■ Your task:
For this exercise, write out every entry exactly and leave the pictures out.

----

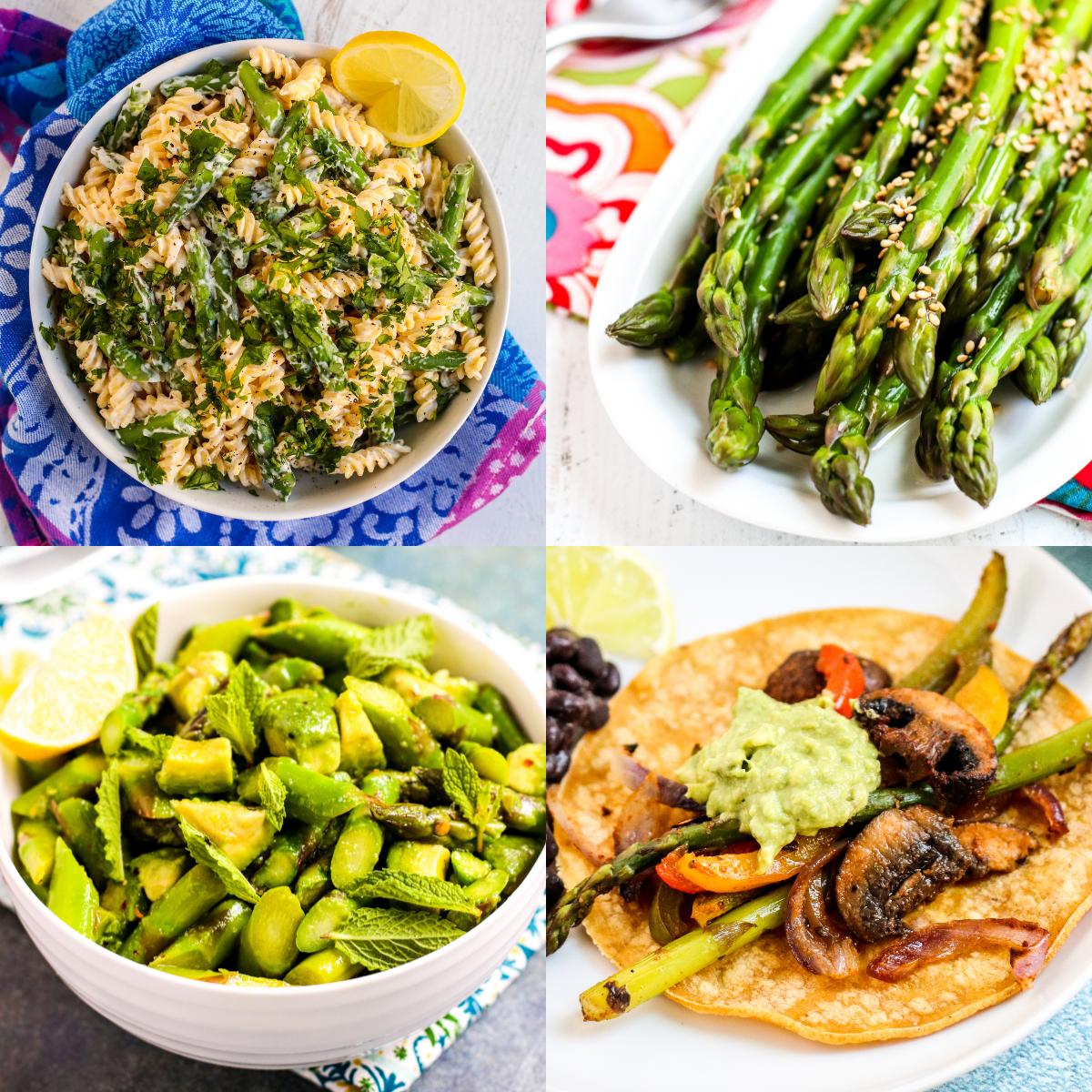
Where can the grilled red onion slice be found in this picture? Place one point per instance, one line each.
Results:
(596, 853)
(814, 935)
(632, 775)
(1047, 805)
(948, 939)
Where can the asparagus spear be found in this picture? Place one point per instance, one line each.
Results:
(915, 338)
(719, 289)
(1057, 660)
(664, 314)
(862, 331)
(735, 421)
(1070, 329)
(932, 458)
(693, 951)
(965, 427)
(1071, 213)
(831, 273)
(1022, 767)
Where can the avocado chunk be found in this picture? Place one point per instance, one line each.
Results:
(361, 748)
(299, 724)
(159, 871)
(197, 765)
(468, 868)
(527, 769)
(203, 675)
(240, 833)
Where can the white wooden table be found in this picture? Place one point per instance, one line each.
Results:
(601, 492)
(498, 45)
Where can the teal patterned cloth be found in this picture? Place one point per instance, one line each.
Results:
(142, 573)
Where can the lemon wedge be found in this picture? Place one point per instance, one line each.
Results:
(60, 700)
(410, 88)
(612, 594)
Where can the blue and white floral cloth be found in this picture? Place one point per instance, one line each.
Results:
(137, 574)
(57, 487)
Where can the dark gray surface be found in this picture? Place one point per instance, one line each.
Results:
(50, 1040)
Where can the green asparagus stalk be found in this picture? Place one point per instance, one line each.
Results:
(1068, 227)
(965, 427)
(1022, 767)
(833, 263)
(720, 288)
(735, 423)
(693, 951)
(862, 331)
(663, 315)
(932, 458)
(915, 338)
(1057, 660)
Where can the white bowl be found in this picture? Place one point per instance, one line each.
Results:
(315, 494)
(306, 1026)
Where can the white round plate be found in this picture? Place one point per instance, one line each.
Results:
(660, 410)
(642, 1052)
(315, 494)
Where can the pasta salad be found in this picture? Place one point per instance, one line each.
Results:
(252, 282)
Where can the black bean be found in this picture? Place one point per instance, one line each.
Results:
(596, 713)
(566, 677)
(557, 763)
(554, 888)
(589, 658)
(561, 645)
(566, 705)
(607, 682)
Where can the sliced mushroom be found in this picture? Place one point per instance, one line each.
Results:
(996, 846)
(898, 863)
(928, 737)
(798, 678)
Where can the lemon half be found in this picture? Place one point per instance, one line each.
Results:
(410, 88)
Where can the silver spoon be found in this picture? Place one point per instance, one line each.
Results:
(638, 20)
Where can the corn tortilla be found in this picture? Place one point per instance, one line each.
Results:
(685, 698)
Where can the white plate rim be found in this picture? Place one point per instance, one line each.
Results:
(858, 1077)
(332, 494)
(658, 228)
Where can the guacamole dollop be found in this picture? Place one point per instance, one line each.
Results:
(784, 770)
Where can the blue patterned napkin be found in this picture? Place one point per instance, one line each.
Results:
(136, 574)
(58, 489)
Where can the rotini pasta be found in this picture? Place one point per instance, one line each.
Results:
(290, 301)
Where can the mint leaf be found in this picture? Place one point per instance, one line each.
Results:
(157, 745)
(424, 891)
(410, 639)
(365, 665)
(461, 782)
(233, 713)
(108, 823)
(381, 939)
(206, 853)
(479, 801)
(272, 794)
(143, 634)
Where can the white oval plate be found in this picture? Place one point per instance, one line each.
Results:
(642, 1052)
(661, 410)
(315, 494)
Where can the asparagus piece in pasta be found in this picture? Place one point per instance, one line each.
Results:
(454, 201)
(268, 109)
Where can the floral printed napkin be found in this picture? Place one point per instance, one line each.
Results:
(612, 114)
(136, 574)
(55, 486)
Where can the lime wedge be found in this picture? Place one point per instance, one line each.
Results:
(612, 594)
(60, 700)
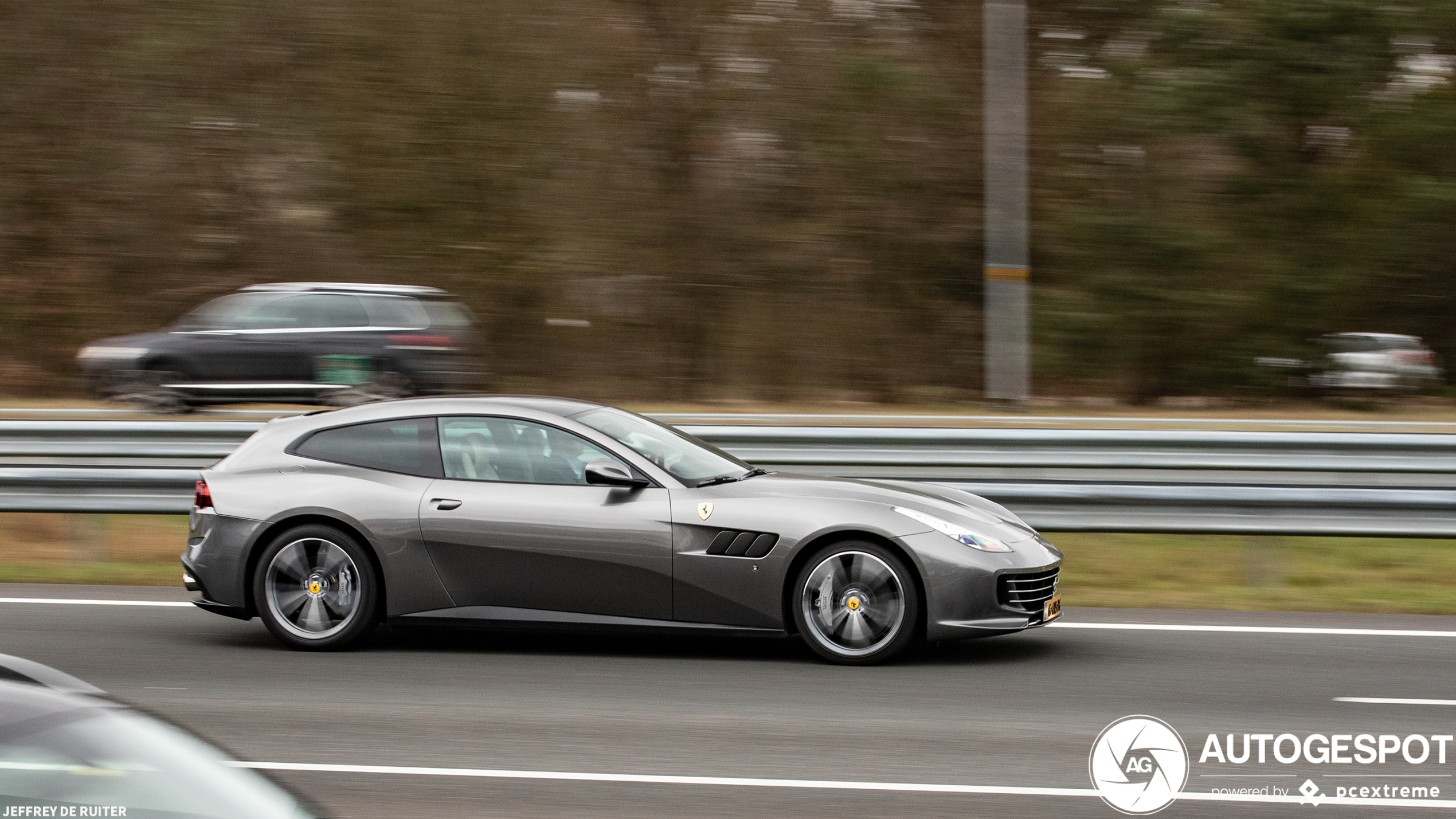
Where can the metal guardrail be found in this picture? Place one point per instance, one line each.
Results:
(1181, 480)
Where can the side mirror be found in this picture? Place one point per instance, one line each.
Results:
(605, 472)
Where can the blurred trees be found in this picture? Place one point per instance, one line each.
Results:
(754, 198)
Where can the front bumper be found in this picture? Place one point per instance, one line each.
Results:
(960, 585)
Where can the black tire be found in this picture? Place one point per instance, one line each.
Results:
(316, 590)
(855, 603)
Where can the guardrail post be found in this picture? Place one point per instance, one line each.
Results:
(1008, 267)
(1263, 562)
(88, 539)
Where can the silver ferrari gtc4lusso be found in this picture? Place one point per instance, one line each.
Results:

----

■ Solved problem:
Where can the grilled red onion slice be found in this picture? Place one point per instance, one line each.
Results:
(596, 853)
(814, 935)
(632, 775)
(1047, 805)
(948, 939)
Where can the asparagus spear be found in this picture? Place one point per instance, one line each.
Results:
(915, 338)
(719, 289)
(1057, 660)
(664, 314)
(862, 331)
(735, 421)
(1070, 329)
(932, 458)
(693, 951)
(965, 427)
(1071, 213)
(831, 273)
(1022, 767)
Where can the avocado chunk be found in this picture? Place one point per instance, one line each.
Results:
(361, 748)
(299, 724)
(159, 871)
(197, 765)
(468, 868)
(527, 769)
(203, 675)
(240, 833)
Where can the white wooden table be found in this picture? Place one point per instance, one line each.
Results:
(601, 492)
(498, 45)
Where can the teal patterned cloth be found in this picture? Place one point per instance, one line each.
Results:
(142, 573)
Where can the lemon wedge be found in this picture? Place one point per instance, one line each.
Results:
(60, 700)
(410, 88)
(612, 594)
Where can the blue and white floral cloth be found in this picture? Place one point per instance, one line each.
Results:
(137, 574)
(57, 487)
Where can the dark gray surface be found in this picture? Place one point per instance, one line each.
Results:
(50, 1040)
Where can the green asparagus stalk be found in this picture? Place one point per instance, one line each.
Results:
(1068, 227)
(965, 427)
(1022, 767)
(833, 263)
(720, 288)
(735, 423)
(693, 951)
(862, 331)
(663, 315)
(932, 458)
(915, 338)
(1057, 660)
Where can the white bowl be found in this picture? Place one point per instance, one line each.
Results:
(315, 494)
(306, 1026)
Where can the white round plate be found in this picture? Place one point per instance, one line each.
Results:
(660, 410)
(642, 1052)
(315, 494)
Where can the pasta salad be found in this picture? Place one point per instance, one line each.
Results:
(252, 282)
Where can the black bean be found in this picture? Place one point per instance, one line each.
Results:
(596, 713)
(566, 677)
(557, 763)
(554, 888)
(589, 658)
(561, 645)
(566, 705)
(607, 682)
Where can the sliced mushroom be found in this picture? Place one point per instance, one line each.
Results:
(996, 846)
(898, 863)
(928, 737)
(798, 678)
Where can the lemon half be found in this picture? Place one point per instance, one line each.
Results:
(410, 88)
Where can the silver spoon be found in this picture? Place one point per instance, one line each.
Results:
(638, 20)
Where can the corn tortilla be found in this picture? Place one point per instance, one line each.
Results:
(685, 698)
Where can the white plate rim be found in this picture? Place one point per instance, one line each.
Results:
(858, 1077)
(332, 494)
(658, 228)
Where can the guacamole dollop be found in this picture? Place one point per instance, one line each.
Results:
(784, 770)
Where can the blue patterned napkin be found in this picture? Place one point per instance, one line each.
Results:
(136, 574)
(58, 489)
Where can the rotini pasta be found in this picture? Place one point per instance, one line each.
Results:
(290, 301)
Where can the mint leaf be found in this picture? Place one point per instance, one line each.
Results:
(157, 745)
(424, 891)
(410, 639)
(365, 665)
(461, 782)
(233, 713)
(108, 823)
(381, 939)
(206, 853)
(479, 801)
(272, 794)
(143, 634)
Where can the white oval plate be found in this picture? Place one point per instance, one line each.
Results:
(642, 1052)
(661, 410)
(315, 494)
Where can the asparagus piece in pasta be found in this picture? Place one point per instance, one line each.
Results:
(454, 201)
(268, 109)
Where can the floral printed napkin be found in this picture? Place one point per instance, one line each.
Results:
(612, 114)
(136, 574)
(55, 486)
Where can the lime wedge be found in this picture? Place one point per instance, one line each.
Results:
(612, 594)
(60, 700)
Where can the metal guardrail be found in this picture? Place one point per instance, one line each.
Results:
(1181, 480)
Where can the side mirror be found in this picture? Place one point per instance, one line each.
Results:
(605, 472)
Where can the blurred trees be found in this picture? Place one point per instance, one line each.
Results:
(754, 198)
Where can the front bumper be found in this picture? Place one point per instance, one line each.
Results:
(960, 585)
Where can the black tire be found in this picture? Place one point per instance, one line each.
Results:
(316, 590)
(855, 603)
Where can the guardrail post be found in this picture? Place one point per instance, one line each.
Results:
(1008, 267)
(1263, 562)
(88, 539)
Where can the silver ferrari gtc4lusso be found in this picture? Place one point per instance, one line each.
Results:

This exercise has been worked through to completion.